## INSTRUCTIONS FOR THE TASK
When you reach the line with "Target: front bumper", start repeating the lines exactly and keep going to the end of the records, but drop every picture.
++++++++
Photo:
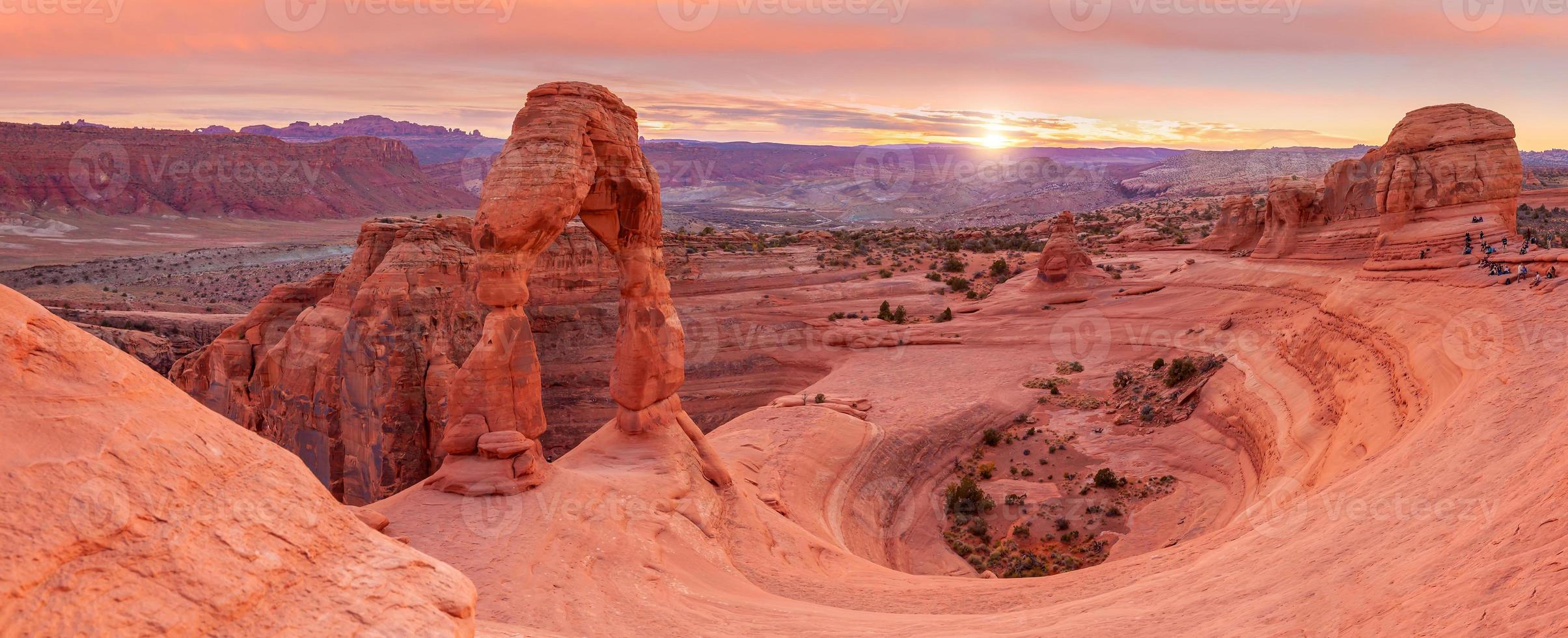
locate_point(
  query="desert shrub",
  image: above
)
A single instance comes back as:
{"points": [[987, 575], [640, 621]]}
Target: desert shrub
{"points": [[1181, 370], [1123, 380], [967, 497]]}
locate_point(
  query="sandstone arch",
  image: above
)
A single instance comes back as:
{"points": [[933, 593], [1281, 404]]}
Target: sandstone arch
{"points": [[573, 154]]}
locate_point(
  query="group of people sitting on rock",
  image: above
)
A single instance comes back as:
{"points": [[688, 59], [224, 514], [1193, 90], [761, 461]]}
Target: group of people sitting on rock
{"points": [[1524, 271], [1487, 248]]}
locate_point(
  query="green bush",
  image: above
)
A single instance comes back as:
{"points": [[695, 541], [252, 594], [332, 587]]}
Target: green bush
{"points": [[967, 497], [1181, 370]]}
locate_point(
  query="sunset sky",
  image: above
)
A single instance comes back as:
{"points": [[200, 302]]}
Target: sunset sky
{"points": [[1200, 74]]}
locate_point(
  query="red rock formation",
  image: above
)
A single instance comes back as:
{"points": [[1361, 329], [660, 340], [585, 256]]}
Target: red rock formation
{"points": [[1139, 237], [573, 152], [135, 171], [1442, 167], [351, 372], [1064, 256], [148, 348], [128, 508], [1237, 229]]}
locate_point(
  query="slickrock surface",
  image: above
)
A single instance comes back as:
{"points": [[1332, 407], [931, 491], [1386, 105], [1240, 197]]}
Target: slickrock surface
{"points": [[132, 510]]}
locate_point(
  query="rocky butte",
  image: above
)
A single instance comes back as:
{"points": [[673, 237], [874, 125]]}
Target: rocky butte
{"points": [[1062, 256], [1440, 168], [1338, 417]]}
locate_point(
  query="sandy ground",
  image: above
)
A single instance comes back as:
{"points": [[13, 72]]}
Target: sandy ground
{"points": [[1381, 455]]}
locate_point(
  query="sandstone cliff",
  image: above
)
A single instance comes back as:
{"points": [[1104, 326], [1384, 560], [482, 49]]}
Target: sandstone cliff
{"points": [[132, 510], [351, 370]]}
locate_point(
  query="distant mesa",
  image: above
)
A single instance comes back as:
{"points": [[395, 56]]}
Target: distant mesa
{"points": [[144, 171], [430, 143]]}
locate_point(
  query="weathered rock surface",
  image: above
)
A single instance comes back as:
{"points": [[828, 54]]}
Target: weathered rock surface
{"points": [[1239, 228], [132, 510], [1064, 256], [1440, 168], [137, 171], [1139, 237], [573, 154], [148, 348], [351, 370]]}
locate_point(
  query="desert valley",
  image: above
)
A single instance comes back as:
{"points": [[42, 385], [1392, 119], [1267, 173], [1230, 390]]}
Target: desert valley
{"points": [[392, 378]]}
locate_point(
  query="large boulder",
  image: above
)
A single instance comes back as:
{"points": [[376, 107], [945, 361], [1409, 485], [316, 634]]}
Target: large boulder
{"points": [[128, 508], [1064, 256]]}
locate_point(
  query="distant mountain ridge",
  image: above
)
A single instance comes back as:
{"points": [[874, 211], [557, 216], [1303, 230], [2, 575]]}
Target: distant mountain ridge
{"points": [[148, 171], [430, 143]]}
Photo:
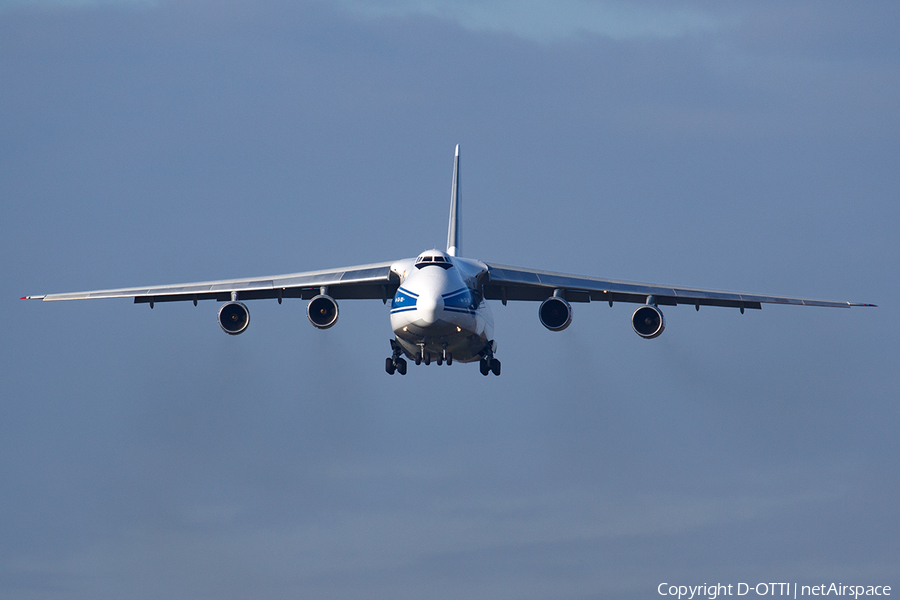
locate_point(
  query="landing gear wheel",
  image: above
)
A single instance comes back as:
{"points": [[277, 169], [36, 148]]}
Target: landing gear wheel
{"points": [[495, 366]]}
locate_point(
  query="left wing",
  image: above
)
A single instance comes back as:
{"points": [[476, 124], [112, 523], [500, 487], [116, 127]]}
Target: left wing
{"points": [[375, 281], [505, 283]]}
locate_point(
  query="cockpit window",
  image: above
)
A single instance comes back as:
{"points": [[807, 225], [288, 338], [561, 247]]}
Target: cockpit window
{"points": [[426, 260]]}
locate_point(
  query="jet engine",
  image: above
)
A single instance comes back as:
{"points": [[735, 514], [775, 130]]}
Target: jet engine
{"points": [[234, 318], [648, 321], [322, 311], [555, 313]]}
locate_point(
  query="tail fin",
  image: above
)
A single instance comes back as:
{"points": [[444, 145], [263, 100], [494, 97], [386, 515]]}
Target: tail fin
{"points": [[453, 238]]}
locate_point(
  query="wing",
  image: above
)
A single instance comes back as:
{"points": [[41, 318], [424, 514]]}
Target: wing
{"points": [[516, 283], [374, 281]]}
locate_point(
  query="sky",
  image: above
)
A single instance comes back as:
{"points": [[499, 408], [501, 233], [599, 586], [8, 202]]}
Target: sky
{"points": [[738, 146]]}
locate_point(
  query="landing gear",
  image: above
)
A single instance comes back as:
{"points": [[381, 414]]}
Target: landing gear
{"points": [[488, 363], [395, 362]]}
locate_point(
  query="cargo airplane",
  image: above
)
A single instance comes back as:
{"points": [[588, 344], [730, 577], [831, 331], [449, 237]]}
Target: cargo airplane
{"points": [[439, 310]]}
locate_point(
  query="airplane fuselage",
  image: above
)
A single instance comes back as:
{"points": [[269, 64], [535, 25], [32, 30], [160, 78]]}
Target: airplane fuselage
{"points": [[438, 310]]}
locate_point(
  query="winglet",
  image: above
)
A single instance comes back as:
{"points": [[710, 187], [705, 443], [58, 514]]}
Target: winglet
{"points": [[453, 237]]}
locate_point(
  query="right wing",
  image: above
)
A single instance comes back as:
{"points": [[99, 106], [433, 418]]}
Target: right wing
{"points": [[516, 283], [375, 281]]}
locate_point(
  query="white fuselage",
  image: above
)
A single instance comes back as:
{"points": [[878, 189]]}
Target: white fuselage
{"points": [[438, 309]]}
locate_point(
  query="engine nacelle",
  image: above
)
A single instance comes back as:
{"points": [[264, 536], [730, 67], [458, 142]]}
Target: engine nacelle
{"points": [[234, 318], [322, 311], [648, 321], [555, 313]]}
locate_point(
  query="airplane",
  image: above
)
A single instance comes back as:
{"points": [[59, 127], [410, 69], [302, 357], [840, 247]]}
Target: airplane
{"points": [[439, 310]]}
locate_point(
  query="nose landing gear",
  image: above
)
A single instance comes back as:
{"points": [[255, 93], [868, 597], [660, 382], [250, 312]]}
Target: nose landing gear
{"points": [[488, 363], [395, 362]]}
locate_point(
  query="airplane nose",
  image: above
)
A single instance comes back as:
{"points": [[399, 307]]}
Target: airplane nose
{"points": [[429, 307]]}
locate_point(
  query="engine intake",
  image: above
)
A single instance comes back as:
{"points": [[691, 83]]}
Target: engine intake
{"points": [[555, 313], [648, 321], [234, 318], [322, 311]]}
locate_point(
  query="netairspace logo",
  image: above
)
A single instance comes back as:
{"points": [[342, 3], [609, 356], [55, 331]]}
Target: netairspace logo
{"points": [[794, 590]]}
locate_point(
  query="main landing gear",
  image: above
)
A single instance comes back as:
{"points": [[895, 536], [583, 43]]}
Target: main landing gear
{"points": [[397, 364]]}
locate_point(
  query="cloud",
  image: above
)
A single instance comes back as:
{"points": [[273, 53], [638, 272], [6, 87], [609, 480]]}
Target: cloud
{"points": [[546, 20], [7, 5]]}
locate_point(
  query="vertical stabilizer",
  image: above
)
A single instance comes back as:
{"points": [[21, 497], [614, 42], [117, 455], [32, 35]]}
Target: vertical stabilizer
{"points": [[453, 240]]}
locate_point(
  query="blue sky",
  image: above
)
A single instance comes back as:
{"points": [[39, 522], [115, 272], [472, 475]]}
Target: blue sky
{"points": [[146, 454]]}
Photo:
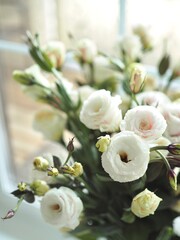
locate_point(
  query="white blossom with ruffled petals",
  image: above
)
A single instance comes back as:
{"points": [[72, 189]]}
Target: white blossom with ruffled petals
{"points": [[61, 207], [101, 111], [145, 121], [126, 158]]}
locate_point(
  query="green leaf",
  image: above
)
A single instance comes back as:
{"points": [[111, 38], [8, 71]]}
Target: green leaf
{"points": [[128, 216], [165, 234], [57, 162], [29, 197], [164, 64]]}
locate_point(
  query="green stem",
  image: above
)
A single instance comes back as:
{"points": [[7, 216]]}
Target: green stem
{"points": [[164, 159]]}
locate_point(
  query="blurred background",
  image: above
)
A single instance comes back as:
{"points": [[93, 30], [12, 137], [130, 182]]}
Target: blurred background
{"points": [[104, 21]]}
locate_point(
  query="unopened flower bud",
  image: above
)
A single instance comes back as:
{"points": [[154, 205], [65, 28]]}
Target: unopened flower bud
{"points": [[41, 163], [78, 169], [22, 186], [39, 187], [55, 50], [70, 146], [53, 172], [137, 80], [68, 169], [9, 214], [174, 148], [172, 179], [23, 78], [103, 143]]}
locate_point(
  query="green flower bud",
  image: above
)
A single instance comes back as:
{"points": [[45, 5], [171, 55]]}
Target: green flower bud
{"points": [[103, 143], [39, 187], [23, 78], [22, 186], [41, 163]]}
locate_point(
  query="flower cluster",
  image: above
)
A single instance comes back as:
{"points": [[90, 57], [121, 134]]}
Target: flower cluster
{"points": [[119, 172]]}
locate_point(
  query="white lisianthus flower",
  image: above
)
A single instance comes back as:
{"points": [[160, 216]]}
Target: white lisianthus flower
{"points": [[86, 50], [101, 111], [61, 207], [172, 115], [56, 52], [162, 141], [50, 123], [126, 158], [176, 226], [153, 98], [145, 203], [145, 121], [132, 46]]}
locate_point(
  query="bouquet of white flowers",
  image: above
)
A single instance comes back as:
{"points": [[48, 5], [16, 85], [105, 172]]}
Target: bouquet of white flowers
{"points": [[118, 179]]}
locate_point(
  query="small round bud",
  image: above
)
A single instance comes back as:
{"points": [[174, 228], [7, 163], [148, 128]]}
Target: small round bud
{"points": [[103, 143], [41, 163], [78, 169], [39, 187], [22, 186], [53, 172], [70, 146]]}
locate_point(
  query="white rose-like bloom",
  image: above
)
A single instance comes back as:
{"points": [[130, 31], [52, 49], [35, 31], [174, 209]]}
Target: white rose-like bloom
{"points": [[132, 46], [86, 50], [176, 226], [172, 115], [153, 98], [145, 203], [61, 207], [101, 111], [56, 52], [126, 158], [145, 121], [50, 123]]}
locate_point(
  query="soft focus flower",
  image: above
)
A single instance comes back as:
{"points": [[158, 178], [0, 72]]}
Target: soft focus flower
{"points": [[40, 163], [86, 50], [103, 143], [153, 98], [131, 46], [145, 203], [176, 226], [61, 207], [50, 123], [138, 75], [40, 187], [55, 50], [126, 158], [145, 121], [172, 115], [162, 141], [101, 111]]}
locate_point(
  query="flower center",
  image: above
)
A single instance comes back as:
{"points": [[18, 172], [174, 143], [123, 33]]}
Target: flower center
{"points": [[56, 207], [124, 157], [145, 125]]}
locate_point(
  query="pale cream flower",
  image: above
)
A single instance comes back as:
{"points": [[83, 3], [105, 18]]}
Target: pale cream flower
{"points": [[62, 208], [101, 111], [176, 226], [86, 50], [56, 52], [153, 98], [126, 158], [172, 115], [145, 121], [50, 123], [145, 203]]}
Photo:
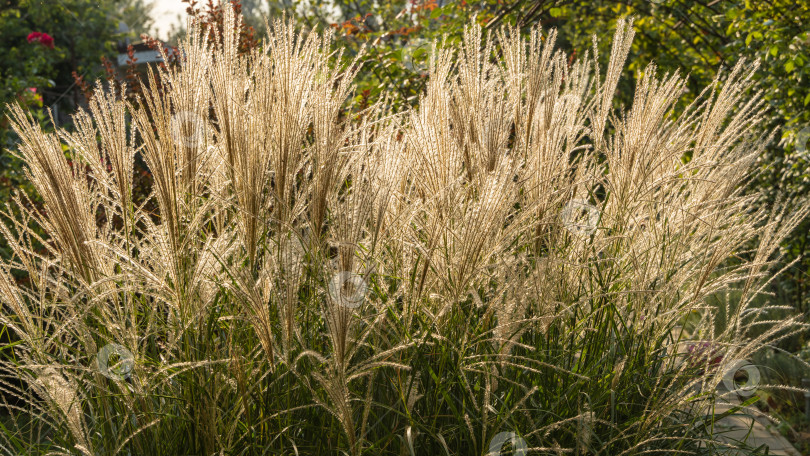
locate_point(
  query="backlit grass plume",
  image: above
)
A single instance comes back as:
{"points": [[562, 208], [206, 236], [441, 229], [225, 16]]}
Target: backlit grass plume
{"points": [[515, 257]]}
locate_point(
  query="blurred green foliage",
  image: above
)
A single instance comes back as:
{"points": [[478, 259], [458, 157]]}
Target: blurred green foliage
{"points": [[698, 37]]}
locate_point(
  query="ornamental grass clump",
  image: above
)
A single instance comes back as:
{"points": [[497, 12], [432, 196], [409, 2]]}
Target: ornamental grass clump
{"points": [[513, 265]]}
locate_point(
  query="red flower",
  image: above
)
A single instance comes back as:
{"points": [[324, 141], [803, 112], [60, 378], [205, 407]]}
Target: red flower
{"points": [[41, 38]]}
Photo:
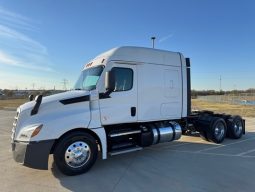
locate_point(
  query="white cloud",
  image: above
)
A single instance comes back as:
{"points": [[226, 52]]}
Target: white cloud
{"points": [[165, 37], [6, 59], [17, 48], [15, 20]]}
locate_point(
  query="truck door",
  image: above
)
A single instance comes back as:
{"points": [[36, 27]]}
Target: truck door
{"points": [[121, 107]]}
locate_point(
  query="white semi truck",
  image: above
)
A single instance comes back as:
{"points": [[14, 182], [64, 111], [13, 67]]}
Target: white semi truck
{"points": [[125, 99]]}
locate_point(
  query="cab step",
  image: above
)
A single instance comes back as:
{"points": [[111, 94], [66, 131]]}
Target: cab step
{"points": [[127, 150]]}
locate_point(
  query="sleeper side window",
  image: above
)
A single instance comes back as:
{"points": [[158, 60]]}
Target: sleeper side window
{"points": [[123, 79]]}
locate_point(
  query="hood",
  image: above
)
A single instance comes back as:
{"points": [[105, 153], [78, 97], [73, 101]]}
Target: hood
{"points": [[55, 97]]}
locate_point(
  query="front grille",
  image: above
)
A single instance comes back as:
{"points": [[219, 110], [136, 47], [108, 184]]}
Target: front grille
{"points": [[15, 124]]}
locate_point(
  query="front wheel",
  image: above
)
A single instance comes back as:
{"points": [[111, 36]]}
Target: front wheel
{"points": [[76, 153]]}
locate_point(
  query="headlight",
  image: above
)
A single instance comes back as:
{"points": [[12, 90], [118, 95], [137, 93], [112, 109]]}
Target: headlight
{"points": [[29, 132]]}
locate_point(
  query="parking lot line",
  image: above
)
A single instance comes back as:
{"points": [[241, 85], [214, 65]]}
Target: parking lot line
{"points": [[211, 148], [246, 152]]}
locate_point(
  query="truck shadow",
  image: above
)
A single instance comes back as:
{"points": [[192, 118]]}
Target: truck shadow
{"points": [[108, 174]]}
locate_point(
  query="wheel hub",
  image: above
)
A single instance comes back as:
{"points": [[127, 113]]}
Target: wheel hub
{"points": [[77, 154]]}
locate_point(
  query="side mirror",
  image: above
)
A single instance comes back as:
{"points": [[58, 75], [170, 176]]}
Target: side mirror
{"points": [[109, 81]]}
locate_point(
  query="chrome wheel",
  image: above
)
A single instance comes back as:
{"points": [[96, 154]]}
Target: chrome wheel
{"points": [[219, 130], [77, 154]]}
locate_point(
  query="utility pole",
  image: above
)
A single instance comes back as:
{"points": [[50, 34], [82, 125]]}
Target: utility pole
{"points": [[65, 82], [220, 83], [153, 41]]}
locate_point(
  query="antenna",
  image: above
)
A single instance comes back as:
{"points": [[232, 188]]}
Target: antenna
{"points": [[64, 82], [153, 41]]}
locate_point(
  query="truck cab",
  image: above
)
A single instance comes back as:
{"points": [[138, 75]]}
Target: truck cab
{"points": [[125, 99]]}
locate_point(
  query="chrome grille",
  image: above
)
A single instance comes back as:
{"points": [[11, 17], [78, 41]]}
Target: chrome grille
{"points": [[15, 124]]}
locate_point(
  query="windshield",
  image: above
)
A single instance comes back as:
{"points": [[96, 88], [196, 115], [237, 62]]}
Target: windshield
{"points": [[88, 78]]}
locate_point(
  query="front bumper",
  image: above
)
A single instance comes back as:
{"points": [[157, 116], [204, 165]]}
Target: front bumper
{"points": [[32, 154]]}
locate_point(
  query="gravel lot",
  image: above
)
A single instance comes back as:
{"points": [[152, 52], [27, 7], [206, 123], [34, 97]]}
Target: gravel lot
{"points": [[189, 164]]}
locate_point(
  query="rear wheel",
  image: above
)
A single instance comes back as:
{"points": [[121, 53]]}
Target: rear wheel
{"points": [[235, 127], [76, 153], [217, 131]]}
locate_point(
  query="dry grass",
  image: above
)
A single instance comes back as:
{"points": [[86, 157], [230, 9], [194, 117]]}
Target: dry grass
{"points": [[11, 103], [243, 110]]}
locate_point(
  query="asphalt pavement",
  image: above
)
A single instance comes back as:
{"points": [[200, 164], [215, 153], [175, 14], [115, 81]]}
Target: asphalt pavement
{"points": [[189, 164]]}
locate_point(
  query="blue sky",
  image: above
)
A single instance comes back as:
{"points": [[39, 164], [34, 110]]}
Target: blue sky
{"points": [[43, 42]]}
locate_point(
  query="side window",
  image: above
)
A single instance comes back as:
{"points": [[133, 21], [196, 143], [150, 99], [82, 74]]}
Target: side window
{"points": [[123, 79]]}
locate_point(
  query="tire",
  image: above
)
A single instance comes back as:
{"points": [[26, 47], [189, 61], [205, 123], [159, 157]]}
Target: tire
{"points": [[75, 153], [217, 130], [235, 127], [203, 135]]}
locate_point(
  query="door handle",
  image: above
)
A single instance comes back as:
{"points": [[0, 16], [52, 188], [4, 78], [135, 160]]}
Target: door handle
{"points": [[133, 111]]}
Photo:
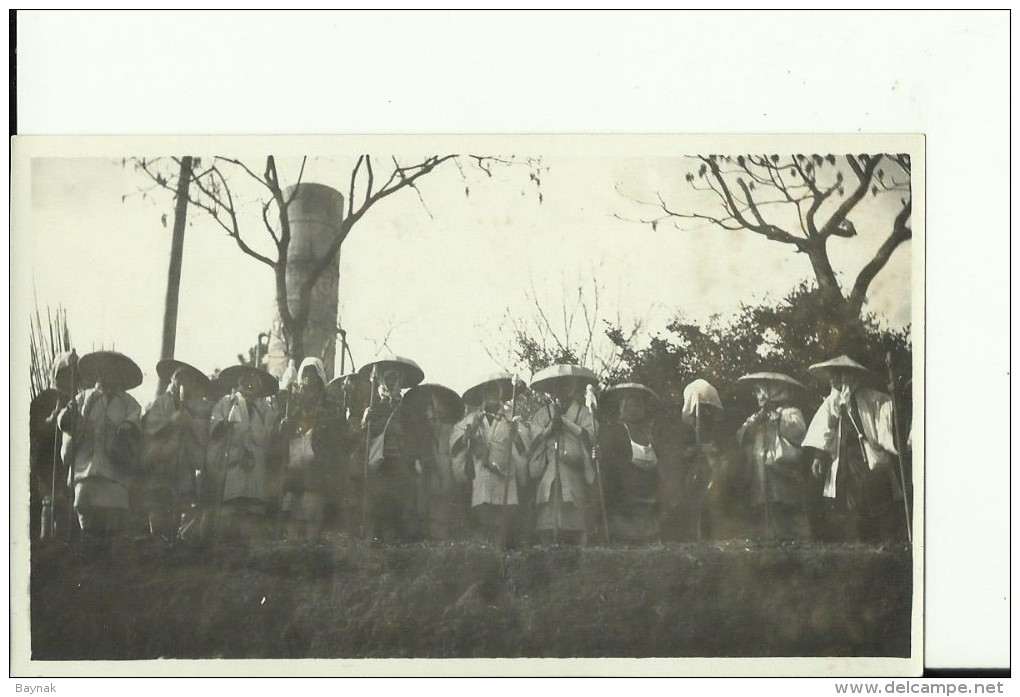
++++++++
## ANSWER BELOW
Target: front bumper
{"points": [[32, 154]]}
locate_point(
  query="gravel lot",
  image: above
)
A single instance comes back as:
{"points": [[152, 52], [27, 7], [206, 123], [34, 97]]}
Target: gravel lot
{"points": [[189, 164]]}
locate_point(
  query="rear wheel",
  image: above
)
A single instance comes back as:
{"points": [[121, 53]]}
Target: rear wheel
{"points": [[235, 127], [76, 153], [217, 131]]}
locate_point(
  query="dry grass",
  image: above
)
A single instance comes back as:
{"points": [[86, 157], [230, 9], [194, 117]]}
Target: dry grass
{"points": [[11, 103], [243, 110]]}
locate_point(
  query="asphalt pavement",
  image: above
)
A single instance comes back as:
{"points": [[200, 164], [215, 153], [175, 14], [115, 81]]}
Target: asphalt pavement
{"points": [[189, 164]]}
locate_point(
  query="blue sky",
  image: above
)
A single instance comes back as:
{"points": [[39, 164], [34, 110]]}
Target: blue sky
{"points": [[43, 42]]}
locate_point(
  query="side window",
  image: above
)
A single instance comes back as:
{"points": [[133, 21], [196, 143], [150, 99], [82, 74]]}
Target: side window
{"points": [[123, 79]]}
locate_point(
  query="tire",
  image: above
)
A single instance comes back as:
{"points": [[26, 47], [189, 61], [205, 123], [159, 157]]}
Target: tire
{"points": [[75, 153], [217, 130], [235, 127], [203, 135]]}
locate_point(
  query="door handle",
  image: above
)
A single instance comes back as:
{"points": [[0, 16], [52, 188], [4, 78], [135, 160]]}
Target: door handle
{"points": [[133, 111]]}
Photo:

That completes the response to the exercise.